[Dataset records on object locations]
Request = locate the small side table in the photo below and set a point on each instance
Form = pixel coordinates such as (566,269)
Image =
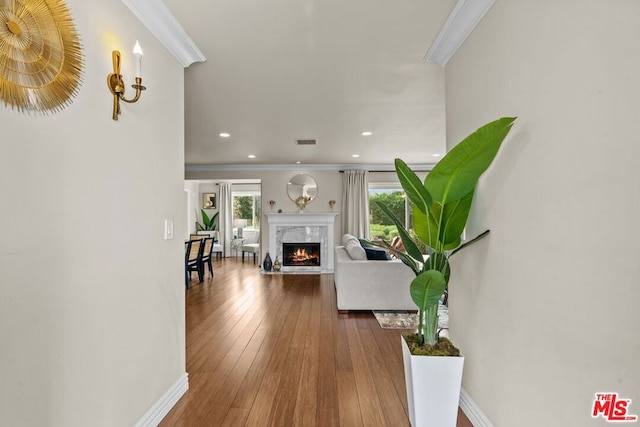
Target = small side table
(236,244)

**Exercise brief**
Can you copy out the listing above word for word, leaving out any pictures?

**Completed task**
Request = locate the small side table in the photo below and set a point on each instance
Form = pixel coordinates such as (566,269)
Image =
Target = small side table
(236,244)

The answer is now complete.